**PROBLEM:** Pick out every line of the records below that contains the word "helmet", and copy each one. Case counts.

**MATERIAL TO PROCESS:**
— Begin —

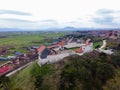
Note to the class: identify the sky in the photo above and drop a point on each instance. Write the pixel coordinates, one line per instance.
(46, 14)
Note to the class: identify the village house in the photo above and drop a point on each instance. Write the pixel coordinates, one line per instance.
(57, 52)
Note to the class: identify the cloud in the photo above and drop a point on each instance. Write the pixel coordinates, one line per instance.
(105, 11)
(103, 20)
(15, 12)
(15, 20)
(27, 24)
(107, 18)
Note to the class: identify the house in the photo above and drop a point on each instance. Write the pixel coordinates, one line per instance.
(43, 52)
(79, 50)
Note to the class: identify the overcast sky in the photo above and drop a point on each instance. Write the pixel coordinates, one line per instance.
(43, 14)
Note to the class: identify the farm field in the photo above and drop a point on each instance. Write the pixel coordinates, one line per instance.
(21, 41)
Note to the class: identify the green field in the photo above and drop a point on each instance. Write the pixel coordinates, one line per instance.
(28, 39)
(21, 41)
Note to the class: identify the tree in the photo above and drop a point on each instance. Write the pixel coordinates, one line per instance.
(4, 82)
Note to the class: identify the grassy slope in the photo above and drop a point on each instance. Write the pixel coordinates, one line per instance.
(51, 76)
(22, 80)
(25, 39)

— End —
— Begin —

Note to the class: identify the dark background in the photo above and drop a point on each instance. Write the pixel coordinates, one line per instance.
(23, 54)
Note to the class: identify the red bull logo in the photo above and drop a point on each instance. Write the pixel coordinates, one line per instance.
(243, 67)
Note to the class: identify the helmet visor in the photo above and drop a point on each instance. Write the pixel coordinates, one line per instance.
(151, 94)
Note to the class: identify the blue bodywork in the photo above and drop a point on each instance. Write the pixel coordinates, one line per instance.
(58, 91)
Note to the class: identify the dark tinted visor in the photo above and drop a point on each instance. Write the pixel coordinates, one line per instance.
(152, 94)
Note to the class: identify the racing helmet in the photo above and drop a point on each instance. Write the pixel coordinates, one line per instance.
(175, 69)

— End —

**RESULT:**
Note to the class: identify the helmet visor in the photo above and drop a point on each instance. Write the pixel coordinates, one line per instance.
Note to the class: identify the racing helmet in the photo above and drop a point on each instance. Write the pixel coordinates, one line per instance.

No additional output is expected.